## Task objective:
Beginning with the line that contains "Target: top-left cookie", extract each line through the end of the listing below, with no additions or omissions.

## Recorded information:
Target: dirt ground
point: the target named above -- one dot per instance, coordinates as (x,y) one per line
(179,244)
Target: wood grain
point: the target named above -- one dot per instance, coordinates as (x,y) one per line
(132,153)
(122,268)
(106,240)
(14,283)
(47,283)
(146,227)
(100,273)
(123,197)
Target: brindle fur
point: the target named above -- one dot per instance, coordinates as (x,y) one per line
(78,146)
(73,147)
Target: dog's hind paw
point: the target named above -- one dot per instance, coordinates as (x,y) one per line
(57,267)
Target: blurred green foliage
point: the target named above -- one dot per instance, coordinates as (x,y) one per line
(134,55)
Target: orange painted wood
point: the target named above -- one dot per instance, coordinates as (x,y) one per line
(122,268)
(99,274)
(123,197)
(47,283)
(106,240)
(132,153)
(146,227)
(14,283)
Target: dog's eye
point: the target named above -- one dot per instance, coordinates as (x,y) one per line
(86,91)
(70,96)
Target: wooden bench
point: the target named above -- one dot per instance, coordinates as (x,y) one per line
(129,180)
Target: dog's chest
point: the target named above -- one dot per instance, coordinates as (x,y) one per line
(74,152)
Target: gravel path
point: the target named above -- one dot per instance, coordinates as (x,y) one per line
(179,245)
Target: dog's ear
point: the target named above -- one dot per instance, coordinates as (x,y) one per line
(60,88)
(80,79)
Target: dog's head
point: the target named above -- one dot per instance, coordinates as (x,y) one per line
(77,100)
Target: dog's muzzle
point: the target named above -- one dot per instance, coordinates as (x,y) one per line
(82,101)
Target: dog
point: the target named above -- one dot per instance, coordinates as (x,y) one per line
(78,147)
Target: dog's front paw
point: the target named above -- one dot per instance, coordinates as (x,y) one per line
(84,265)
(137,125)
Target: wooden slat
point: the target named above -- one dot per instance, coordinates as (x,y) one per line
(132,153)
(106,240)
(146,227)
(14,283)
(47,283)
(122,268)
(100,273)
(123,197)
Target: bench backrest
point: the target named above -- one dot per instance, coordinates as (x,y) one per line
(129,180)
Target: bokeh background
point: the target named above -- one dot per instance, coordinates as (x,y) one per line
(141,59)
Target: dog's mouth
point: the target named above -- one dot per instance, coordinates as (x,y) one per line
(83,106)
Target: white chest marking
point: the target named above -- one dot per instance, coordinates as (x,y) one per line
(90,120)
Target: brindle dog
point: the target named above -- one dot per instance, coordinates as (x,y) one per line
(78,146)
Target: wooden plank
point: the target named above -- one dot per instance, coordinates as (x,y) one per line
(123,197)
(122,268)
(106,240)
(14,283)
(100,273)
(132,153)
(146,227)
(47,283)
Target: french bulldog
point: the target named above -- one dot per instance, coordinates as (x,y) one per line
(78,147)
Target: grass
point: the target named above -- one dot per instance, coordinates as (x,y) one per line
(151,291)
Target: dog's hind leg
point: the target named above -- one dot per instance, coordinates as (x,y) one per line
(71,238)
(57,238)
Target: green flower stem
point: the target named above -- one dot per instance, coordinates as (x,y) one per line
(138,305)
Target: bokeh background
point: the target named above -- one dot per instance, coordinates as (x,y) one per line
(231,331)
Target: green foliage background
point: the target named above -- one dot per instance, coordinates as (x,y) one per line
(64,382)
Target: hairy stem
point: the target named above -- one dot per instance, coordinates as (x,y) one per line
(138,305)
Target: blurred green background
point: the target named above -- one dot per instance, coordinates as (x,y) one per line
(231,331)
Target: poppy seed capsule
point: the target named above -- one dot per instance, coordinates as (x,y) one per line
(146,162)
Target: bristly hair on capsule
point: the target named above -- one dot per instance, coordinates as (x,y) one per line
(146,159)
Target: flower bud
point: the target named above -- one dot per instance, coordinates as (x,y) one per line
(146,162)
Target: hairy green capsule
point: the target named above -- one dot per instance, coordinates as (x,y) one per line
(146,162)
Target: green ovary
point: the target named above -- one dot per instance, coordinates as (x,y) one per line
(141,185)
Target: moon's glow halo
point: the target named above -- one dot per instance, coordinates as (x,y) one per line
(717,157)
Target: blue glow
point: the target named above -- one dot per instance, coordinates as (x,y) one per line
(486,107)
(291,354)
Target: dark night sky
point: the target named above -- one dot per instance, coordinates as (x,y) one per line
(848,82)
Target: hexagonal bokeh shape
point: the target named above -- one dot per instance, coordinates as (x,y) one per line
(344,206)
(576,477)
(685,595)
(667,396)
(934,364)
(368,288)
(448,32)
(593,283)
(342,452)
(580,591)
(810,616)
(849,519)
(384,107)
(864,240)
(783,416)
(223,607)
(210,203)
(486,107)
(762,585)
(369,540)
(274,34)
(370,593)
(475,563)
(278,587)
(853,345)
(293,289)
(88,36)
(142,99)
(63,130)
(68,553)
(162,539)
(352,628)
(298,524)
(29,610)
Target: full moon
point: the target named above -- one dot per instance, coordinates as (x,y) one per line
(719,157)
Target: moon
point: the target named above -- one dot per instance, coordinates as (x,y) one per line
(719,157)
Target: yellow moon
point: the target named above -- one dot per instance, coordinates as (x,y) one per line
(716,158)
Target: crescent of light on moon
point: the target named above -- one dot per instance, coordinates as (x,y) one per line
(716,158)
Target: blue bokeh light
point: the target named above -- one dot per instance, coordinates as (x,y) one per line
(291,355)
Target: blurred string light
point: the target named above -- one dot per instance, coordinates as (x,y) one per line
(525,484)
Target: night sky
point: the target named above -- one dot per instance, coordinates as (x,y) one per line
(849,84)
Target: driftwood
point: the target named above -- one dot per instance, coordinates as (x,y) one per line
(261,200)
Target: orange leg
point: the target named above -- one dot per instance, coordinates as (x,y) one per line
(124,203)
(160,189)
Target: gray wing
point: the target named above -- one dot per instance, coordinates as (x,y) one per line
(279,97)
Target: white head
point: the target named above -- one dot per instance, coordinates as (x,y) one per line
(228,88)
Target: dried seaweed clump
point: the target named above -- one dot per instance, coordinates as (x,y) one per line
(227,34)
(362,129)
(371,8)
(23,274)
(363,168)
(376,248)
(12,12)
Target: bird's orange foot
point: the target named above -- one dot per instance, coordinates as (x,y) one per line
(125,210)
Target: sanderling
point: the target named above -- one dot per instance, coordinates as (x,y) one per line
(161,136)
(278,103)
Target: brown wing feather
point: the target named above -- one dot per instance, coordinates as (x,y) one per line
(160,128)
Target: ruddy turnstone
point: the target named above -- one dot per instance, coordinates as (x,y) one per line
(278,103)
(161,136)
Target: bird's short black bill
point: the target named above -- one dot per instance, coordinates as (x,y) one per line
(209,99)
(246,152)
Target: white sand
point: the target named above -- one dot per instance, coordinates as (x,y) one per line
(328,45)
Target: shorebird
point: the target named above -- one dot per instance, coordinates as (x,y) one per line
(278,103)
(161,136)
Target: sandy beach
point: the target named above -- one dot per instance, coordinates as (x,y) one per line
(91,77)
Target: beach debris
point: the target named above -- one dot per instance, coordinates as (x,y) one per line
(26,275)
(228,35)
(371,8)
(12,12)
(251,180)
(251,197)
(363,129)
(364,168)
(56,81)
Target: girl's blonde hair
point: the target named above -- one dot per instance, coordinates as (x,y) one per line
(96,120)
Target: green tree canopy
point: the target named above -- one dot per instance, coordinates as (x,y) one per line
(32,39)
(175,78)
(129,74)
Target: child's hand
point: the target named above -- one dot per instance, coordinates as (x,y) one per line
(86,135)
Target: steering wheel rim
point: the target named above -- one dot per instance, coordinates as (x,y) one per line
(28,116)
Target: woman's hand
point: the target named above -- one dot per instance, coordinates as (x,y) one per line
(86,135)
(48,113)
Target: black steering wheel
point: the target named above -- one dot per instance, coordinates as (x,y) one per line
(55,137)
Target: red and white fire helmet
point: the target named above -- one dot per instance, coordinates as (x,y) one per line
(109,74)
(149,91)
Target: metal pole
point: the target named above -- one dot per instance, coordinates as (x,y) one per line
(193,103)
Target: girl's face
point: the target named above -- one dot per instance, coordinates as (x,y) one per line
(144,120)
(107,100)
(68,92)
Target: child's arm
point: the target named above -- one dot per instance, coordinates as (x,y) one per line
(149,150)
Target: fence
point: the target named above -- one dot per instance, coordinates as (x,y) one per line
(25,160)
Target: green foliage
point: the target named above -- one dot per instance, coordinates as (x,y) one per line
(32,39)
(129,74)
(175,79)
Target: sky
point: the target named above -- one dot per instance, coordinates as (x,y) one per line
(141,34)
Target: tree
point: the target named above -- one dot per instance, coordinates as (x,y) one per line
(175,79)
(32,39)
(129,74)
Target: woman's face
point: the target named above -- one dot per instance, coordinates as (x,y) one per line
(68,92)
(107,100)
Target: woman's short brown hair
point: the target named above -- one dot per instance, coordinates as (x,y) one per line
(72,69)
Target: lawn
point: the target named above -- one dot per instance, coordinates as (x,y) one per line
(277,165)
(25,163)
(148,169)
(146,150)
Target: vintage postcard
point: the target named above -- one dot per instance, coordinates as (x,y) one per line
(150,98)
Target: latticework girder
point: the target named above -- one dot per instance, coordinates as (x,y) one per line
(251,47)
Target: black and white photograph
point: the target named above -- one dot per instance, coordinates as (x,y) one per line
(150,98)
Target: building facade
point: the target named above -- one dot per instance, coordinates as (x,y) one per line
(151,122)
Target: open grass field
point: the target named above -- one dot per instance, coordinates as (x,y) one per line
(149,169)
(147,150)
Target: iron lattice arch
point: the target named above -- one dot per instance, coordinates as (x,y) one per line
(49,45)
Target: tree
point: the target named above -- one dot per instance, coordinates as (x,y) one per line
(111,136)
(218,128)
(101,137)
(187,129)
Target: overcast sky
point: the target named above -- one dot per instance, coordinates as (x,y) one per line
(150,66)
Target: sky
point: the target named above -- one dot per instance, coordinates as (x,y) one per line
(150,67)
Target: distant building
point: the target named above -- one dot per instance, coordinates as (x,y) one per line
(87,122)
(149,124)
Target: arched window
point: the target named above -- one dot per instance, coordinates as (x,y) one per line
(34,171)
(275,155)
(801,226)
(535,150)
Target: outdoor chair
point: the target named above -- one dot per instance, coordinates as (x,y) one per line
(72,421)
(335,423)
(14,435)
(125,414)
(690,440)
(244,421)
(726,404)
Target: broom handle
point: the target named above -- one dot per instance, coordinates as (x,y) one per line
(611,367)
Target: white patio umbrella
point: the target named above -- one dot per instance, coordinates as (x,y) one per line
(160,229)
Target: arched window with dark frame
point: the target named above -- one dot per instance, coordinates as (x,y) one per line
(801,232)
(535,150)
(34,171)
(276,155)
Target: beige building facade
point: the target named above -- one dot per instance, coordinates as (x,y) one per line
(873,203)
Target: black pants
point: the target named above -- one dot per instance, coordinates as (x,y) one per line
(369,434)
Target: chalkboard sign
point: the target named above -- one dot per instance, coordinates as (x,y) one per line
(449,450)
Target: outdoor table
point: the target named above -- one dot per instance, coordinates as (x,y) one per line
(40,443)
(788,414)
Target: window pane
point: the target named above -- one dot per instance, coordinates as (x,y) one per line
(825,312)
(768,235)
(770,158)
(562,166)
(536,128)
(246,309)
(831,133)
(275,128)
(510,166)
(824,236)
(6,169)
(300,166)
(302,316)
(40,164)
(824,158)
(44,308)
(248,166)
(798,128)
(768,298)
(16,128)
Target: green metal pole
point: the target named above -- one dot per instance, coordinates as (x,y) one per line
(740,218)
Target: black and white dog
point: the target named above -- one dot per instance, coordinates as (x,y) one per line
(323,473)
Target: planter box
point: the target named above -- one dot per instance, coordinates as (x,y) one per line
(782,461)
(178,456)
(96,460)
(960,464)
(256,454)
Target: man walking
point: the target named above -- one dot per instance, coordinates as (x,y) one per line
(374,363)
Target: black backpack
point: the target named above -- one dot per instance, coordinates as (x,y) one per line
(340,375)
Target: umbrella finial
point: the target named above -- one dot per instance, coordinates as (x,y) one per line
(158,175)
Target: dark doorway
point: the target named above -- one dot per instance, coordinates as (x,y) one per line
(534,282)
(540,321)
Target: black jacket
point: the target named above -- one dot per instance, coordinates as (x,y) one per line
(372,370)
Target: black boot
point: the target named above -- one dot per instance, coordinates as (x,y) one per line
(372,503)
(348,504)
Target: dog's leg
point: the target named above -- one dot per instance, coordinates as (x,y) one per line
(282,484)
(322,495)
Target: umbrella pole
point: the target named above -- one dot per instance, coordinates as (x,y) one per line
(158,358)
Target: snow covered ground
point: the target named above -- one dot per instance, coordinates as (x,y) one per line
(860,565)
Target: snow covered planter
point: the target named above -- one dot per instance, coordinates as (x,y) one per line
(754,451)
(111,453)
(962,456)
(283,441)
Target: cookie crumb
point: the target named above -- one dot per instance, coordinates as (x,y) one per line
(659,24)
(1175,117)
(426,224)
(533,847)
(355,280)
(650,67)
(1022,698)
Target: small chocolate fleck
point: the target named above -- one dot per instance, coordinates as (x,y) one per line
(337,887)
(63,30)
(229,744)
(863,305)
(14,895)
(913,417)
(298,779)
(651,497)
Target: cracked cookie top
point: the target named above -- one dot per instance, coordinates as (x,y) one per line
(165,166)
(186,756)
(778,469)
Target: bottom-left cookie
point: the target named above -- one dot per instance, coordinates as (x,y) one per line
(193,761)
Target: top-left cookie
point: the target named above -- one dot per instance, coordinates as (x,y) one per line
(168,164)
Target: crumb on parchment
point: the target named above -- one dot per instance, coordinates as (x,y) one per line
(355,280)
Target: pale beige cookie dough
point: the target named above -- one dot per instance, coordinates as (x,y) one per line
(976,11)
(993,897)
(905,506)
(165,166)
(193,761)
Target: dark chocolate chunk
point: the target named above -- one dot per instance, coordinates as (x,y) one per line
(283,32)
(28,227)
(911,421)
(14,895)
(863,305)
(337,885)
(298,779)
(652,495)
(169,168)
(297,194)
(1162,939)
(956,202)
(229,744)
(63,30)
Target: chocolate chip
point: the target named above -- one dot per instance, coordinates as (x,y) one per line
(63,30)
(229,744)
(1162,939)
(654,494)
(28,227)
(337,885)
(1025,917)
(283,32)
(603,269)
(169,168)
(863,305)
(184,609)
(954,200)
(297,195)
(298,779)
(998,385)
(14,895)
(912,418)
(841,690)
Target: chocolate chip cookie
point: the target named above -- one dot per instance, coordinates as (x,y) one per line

## Expected output:
Target: top-left cookie
point: the target named above -- one dot per instance, coordinates as (x,y) one per line
(168,164)
Target: crumb on parchment
point: the target named above -- one dot per instance, coordinates as (x,y) one per line
(355,280)
Target: pale beige cookie dough
point: the target named above -- one dot per instance, coordinates as (x,y) one per line
(976,11)
(993,897)
(905,506)
(165,166)
(193,761)
Target: dark chocolate chunk
point: the target named above -- one dot per instance, coordinates as (x,y) one per line
(283,32)
(28,227)
(911,421)
(14,895)
(863,305)
(337,885)
(298,779)
(652,495)
(169,168)
(297,194)
(1162,939)
(956,202)
(229,744)
(63,30)
Target: chocolate chip
point: the target named above -- one dot per instance, coordinates as (x,y) one per line
(63,30)
(229,744)
(1162,939)
(654,494)
(28,227)
(337,885)
(1025,917)
(283,32)
(603,269)
(169,168)
(863,305)
(184,609)
(954,200)
(297,195)
(298,779)
(998,385)
(14,895)
(912,418)
(841,690)
Target: chocolate chip cookie
point: the target named above -- one dot per instance, coordinates as (x,y) one per line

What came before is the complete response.